*** Excerpted passage

How to create a personality cult without, er, a personality

18 September 2021

9:00 AM

18 September 2021

9:00 AM

Xi’s Cultural Revolution is now well under way and beginning to echo Mao’s Cultural Revolution (1966-76). There will, of course, be differences. After all, Mao’s era was characterised by pervasive poverty – unless you belonged to the party elite – while Xi’s China has high-speed rail, ambitions to colonise Mars and so forth. For all the obvious differences, though, similarities between them are real.

A Cultural Revolution might be broken down into various parts. In the first instance, we are talking about a naked power play. Mao Zedong did not appreciate being sidelined by Liu Shaoqi, Deng Xiaoping et al. even after his catastrophic Great Leap Forward experiment (1958-62) caused the death of up to 55 million people. The shock and awe of the Cultural Revolution allowed his so-called Cultural Revolution Group (later demonised as the Gang of Four) to mount a successful coup against the party politburo.

In some ways, at least, the death of up to 20 million Chinese people during the first two manic years of the Great Proletarian Cultural Revolution was less about forging revolutionary purity in China than Mao getting his old job back as Great Helmsman. Xi Jinping, officially designated Helmsman in 2020, is now hellbent on creating a Mao-like personality cult of his own – or as much as one can without a compelling personality.

******
*** Material

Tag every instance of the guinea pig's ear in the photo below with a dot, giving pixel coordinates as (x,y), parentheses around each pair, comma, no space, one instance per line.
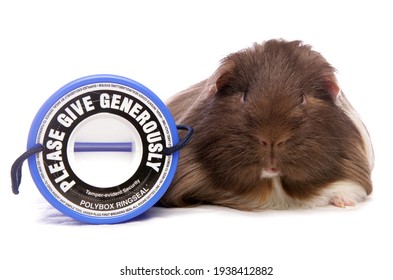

******

▶ [Complete the following]
a – Reproduce the passage from the article on Xi's Cultural Revolution, starting at "Xi’s Cultural Revolution" and ending at "them are real.".
b – Pick up the article on Xi's Cultural Revolution after its last sentence and carry it forward.
The lines above can be set aside; nothing here depends on them.

▶ [Answer list]
a –
Xi’s Cultural Revolution is now well under way and beginning to echo Mao’s Cultural Revolution (1966-76). There will, of course, be differences. After all, Mao’s era was characterised by pervasive poverty – unless you belonged to the party elite – while Xi’s China has high-speed rail, ambitions to colonise Mars and so forth. For all the obvious differences, though, similarities between them are real.

b –
‘Xi Jinping Thought’ is currently being introduced into curriculum throughout China. We shall have to wait and see how it compares with the genius of Mao Zedong’s insights about the human condition: ‘To read too many books is harmful’; ‘Everything under heaven is in utter chaos; the situation is excellent’; ‘The Communist party must control the guns’; and ‘You can’t be a revolutionary if you don’t eat chillies’. A favourite aphorism from the demagogue responsible for more deaths than Adolf Hitler or Joseph Stalin would have to be this zinger: ‘It’s always darkest before it becomes totally black’.


Certainly, life appears to be turning dark and darker under Xi’s latest crackdown or what Mao would have called ‘sweeping away all the ox devils and snake demons’. The regime has introduced all-encompassing new regulations for everything, from video games to private tuition companies. Television programs, especially ones from the decadent West, are being culled. Xi’s Cultural Revolution is aiming to uproot ‘rampant pop culture’ and replace it with ‘the rewards of a moral society’.

Chinese film star, singer, entrepreneur and director Zhao Wei, despite having over 85.6 million followers on social media platform Weibo, has just been cancelled. Even an online fan group site dedicated to Zhao abruptly vanished. The billionaire celebrity joined a list of 25 stars erased from history over two days in late August. No longer will ‘improper idol worship’ be tolerated in the People’s Republic.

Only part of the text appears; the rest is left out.